Object location entries for images:
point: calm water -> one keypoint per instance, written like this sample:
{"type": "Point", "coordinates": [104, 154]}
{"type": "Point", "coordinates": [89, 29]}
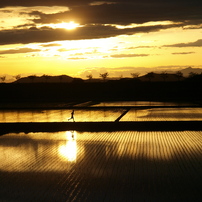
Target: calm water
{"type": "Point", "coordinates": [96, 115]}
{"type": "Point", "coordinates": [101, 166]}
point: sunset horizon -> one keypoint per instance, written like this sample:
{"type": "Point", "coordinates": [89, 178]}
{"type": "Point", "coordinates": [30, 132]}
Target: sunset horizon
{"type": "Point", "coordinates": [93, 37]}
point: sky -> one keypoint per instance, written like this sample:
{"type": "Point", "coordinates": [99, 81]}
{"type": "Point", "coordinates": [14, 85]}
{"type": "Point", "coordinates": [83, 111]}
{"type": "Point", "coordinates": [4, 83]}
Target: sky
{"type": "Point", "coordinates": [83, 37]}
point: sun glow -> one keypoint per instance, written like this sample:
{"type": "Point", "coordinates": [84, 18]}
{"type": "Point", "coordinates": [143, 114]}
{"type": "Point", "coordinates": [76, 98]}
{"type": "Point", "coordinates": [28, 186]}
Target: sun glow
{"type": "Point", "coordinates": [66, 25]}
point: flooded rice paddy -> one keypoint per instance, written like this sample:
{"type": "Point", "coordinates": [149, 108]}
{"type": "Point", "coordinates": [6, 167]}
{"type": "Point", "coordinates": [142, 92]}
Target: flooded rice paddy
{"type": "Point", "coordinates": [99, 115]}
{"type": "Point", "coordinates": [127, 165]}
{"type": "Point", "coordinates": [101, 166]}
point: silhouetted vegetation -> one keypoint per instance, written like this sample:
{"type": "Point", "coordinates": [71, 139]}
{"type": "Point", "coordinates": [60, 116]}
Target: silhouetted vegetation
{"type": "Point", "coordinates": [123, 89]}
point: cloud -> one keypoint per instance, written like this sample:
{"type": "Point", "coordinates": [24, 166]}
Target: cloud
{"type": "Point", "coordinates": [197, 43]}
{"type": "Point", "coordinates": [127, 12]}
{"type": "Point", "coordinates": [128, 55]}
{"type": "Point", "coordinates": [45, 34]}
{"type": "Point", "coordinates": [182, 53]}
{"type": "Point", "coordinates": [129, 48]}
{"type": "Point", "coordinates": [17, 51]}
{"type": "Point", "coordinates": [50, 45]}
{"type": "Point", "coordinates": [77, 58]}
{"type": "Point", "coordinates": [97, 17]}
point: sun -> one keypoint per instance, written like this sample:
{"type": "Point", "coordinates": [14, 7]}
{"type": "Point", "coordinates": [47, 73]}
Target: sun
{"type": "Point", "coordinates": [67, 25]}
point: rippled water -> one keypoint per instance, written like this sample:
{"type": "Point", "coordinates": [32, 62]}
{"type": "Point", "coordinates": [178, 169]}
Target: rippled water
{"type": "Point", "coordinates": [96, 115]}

...

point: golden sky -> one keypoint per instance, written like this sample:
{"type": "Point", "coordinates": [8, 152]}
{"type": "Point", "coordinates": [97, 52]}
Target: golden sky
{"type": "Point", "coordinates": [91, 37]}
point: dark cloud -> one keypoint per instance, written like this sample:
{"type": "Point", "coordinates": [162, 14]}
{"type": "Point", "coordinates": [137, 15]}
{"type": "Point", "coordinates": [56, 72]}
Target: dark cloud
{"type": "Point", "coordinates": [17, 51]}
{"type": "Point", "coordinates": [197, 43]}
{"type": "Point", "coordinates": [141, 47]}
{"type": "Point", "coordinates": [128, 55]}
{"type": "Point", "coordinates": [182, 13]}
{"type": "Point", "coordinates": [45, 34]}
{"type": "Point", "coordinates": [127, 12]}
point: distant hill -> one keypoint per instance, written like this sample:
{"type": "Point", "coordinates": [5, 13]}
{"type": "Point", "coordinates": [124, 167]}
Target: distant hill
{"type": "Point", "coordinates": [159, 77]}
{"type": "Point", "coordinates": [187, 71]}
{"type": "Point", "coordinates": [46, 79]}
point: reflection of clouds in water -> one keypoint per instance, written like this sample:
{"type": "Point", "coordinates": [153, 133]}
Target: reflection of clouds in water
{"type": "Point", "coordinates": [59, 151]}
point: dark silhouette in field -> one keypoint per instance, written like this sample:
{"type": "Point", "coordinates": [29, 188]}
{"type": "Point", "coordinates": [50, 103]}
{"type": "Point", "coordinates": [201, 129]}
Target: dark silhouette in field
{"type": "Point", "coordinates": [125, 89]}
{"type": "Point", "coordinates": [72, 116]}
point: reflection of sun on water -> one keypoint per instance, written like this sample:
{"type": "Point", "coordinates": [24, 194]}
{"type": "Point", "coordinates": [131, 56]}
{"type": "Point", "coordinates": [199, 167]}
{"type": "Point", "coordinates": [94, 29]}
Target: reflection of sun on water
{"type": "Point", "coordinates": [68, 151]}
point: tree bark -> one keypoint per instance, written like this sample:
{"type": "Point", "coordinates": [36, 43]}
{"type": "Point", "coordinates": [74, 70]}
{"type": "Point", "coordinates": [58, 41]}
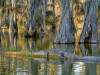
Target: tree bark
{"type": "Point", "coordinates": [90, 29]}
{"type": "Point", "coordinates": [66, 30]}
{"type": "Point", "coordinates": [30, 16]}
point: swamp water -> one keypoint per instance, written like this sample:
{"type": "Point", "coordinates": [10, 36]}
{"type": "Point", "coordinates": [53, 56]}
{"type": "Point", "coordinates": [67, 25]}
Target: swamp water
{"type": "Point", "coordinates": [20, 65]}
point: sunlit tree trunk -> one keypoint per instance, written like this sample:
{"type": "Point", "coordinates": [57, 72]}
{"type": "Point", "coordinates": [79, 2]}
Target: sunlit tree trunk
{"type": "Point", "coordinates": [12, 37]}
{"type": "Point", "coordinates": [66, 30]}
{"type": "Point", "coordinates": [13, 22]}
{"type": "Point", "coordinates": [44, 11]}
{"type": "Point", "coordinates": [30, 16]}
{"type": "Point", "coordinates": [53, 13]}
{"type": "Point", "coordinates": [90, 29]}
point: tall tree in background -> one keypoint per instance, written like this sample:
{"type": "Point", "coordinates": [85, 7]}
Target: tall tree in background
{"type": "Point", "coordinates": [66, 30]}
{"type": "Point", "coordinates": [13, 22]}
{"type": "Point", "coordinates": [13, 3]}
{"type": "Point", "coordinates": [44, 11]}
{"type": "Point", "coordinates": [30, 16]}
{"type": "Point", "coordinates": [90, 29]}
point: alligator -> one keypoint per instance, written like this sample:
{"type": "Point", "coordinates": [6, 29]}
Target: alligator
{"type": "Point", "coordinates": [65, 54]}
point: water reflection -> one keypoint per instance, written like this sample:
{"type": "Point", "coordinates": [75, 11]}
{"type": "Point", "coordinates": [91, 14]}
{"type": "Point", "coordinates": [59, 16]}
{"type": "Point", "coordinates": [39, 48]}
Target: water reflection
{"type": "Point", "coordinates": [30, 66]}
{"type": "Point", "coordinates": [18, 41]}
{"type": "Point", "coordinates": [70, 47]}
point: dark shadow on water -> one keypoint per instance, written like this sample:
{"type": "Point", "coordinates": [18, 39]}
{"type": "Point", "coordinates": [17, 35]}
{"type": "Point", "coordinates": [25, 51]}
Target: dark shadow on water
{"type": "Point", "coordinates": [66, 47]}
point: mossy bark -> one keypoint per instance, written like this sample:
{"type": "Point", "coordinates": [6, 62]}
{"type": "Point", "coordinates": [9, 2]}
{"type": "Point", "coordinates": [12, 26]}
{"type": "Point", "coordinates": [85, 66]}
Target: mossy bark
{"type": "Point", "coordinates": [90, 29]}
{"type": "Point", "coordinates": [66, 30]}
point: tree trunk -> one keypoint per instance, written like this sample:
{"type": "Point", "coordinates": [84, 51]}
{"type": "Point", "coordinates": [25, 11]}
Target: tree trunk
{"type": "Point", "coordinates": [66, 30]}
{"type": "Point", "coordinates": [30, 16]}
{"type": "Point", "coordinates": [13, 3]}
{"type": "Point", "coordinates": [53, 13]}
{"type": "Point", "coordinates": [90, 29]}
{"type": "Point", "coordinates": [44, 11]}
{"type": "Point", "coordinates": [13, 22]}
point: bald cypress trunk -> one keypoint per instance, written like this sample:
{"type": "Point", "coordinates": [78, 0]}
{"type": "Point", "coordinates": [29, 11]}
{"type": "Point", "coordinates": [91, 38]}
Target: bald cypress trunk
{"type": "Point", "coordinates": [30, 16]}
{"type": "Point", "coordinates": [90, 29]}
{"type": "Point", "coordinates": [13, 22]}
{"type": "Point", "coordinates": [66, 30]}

Objective :: Collect every line of the records above that contains the word "paddy".

Result below ::
point: flooded rice paddy -> one keypoint per instance, written like this sample:
Target: flooded rice paddy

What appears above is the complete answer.